---------- EXCERPTED DATA

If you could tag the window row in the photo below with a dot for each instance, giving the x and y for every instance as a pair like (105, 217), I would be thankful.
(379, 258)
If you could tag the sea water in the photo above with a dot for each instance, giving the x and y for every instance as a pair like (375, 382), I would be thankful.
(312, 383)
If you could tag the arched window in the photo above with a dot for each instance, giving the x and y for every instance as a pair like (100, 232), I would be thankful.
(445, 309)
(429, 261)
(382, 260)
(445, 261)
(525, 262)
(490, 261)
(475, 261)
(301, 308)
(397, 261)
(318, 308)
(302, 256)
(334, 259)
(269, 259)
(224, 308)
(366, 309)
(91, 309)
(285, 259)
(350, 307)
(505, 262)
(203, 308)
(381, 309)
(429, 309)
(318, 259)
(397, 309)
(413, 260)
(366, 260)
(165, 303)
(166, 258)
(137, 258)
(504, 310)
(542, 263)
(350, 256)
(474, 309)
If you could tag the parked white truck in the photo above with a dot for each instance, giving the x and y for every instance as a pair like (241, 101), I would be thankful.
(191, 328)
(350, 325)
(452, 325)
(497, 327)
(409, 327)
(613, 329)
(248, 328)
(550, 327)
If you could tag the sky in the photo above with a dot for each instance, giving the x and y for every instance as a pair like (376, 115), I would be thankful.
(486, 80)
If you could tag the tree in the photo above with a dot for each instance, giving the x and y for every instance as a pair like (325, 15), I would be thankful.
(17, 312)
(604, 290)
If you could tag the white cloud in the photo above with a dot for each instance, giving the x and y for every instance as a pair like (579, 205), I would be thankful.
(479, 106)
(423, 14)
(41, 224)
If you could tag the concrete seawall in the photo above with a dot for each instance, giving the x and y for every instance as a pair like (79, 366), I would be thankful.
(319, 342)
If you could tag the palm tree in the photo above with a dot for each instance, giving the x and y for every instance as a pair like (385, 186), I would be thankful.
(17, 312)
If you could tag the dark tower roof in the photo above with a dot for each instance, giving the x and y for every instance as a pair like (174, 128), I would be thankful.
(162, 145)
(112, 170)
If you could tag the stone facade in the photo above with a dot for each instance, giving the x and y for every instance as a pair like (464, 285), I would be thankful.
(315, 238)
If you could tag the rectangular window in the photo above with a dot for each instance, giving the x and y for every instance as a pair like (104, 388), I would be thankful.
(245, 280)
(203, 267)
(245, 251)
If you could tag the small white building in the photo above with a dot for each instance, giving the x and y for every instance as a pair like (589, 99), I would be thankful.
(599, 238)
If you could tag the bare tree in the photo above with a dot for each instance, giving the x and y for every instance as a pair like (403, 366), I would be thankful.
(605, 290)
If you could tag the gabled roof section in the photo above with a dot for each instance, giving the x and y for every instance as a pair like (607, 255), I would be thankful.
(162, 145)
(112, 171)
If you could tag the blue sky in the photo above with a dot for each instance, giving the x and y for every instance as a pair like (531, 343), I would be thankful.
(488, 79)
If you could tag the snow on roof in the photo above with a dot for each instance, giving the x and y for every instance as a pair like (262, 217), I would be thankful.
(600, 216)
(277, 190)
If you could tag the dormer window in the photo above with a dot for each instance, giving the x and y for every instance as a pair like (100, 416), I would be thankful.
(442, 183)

--------------------

YOUR OBJECTIVE:
Put every line of the listing above into a numbered list, leaving out any blank lines.

EXERCISE RESPONSE:
1. If you could tag the window row in the photo below with a dot for each instance, giving the x and y for every instance as a pair like (105, 217), I would be thankful.
2. (379, 258)
3. If you could tag the sea water in the photo above with a dot for each instance, giving the x and y for every instance as a pair like (375, 382), I would be thankful.
4. (312, 383)
5. If you could tag the arched window in the photo above with a dot for each instance, giving the x and y for every instance as a pair like (100, 232), I would be thankful.
6. (445, 309)
7. (429, 261)
8. (382, 260)
9. (445, 261)
10. (525, 262)
11. (490, 261)
12. (475, 261)
13. (301, 308)
14. (397, 261)
15. (318, 308)
16. (302, 256)
17. (334, 259)
18. (269, 259)
19. (224, 308)
20. (366, 309)
21. (91, 309)
22. (285, 259)
23. (350, 307)
24. (505, 262)
25. (203, 308)
26. (381, 309)
27. (429, 309)
28. (318, 259)
29. (397, 309)
30. (413, 260)
31. (366, 260)
32. (165, 303)
33. (166, 258)
34. (137, 258)
35. (504, 310)
36. (542, 263)
37. (350, 256)
38. (474, 309)
39. If you could tag the parked white truck in the photo above with a dot for each instance, giving the x and y for every instance as a pair like (241, 101), I would be thankful.
40. (191, 328)
41. (350, 325)
42. (452, 325)
43. (497, 327)
44. (409, 327)
45. (613, 329)
46. (248, 328)
47. (550, 327)
48. If you could tag the sky in the photo above with a dot for each instance, giving the x and y for every instance as a pair like (376, 115), I would be thankful.
49. (486, 80)
50. If you could tag the tree in the photo above with a dot for each instance, giving the x and y for every instance as a pair like (325, 15), I would be thankful.
51. (17, 312)
52. (604, 290)
53. If you could tag the white cloud in the photo above with a dot for each instance, giving the x and y for every instance as a pair like (579, 205), I would be thankful.
54. (479, 106)
55. (423, 14)
56. (41, 224)
57. If you could tag the concrete seawall in the photo above with a dot for each instance, giving the x and y for every instance as a pair like (79, 366), I would be thankful.
58. (319, 342)
59. If you could tag the palm tree in the photo above with a dot for each instance, giving the x and y for every instance as a pair like (385, 186), I would be thankful.
60. (17, 312)
61. If you could tag the dark tower roof in the photo above with a dot for each instance, giving the x and y for every instance as a pair like (174, 128), I would be thankful.
62. (162, 145)
63. (112, 170)
64. If you could tag the stone facade in the photo above with a dot for each instance, giving the x and y for every instance as a pair like (464, 285), I would be thankful.
65. (315, 238)
66. If you could tag the rectangular window in the photo above with a dot for each instance, giving the x and y for every instance as a pair like (104, 388), I would be thankful.
67. (245, 280)
68. (203, 267)
69. (245, 251)
70. If you could tag the small white building in the photo above with a dot for each instance, giving the x and y for every instance as a pair like (589, 99), I would be thankful.
71. (599, 238)
72. If you could tag the bare tree in the photo above with a dot for each instance, giving the x and y for every instance as a pair like (403, 366), I would be thankful.
73. (605, 290)
74. If you could tag the gabled roof section in the photo above with a dot for each instance, giving the x and y for every instance as a pair like (607, 255), I would be thankful.
75. (162, 145)
76. (112, 171)
77. If you could tag the blue sky in the photo above with a dot for each instance, giving the x and y for every instance as a pair like (531, 343), I would be thankful.
78. (488, 79)
79. If you could tag the snow on roof in the photo above with a dot for each instance, giving the x and y for every instance as a pair like (262, 217), I would be thankful.
80. (600, 216)
81. (277, 190)
82. If you could tag the dormer window in the photo above with a dot for each instance, giving the x and y for every instance as a pair like (100, 416), I would be thankful.
83. (442, 183)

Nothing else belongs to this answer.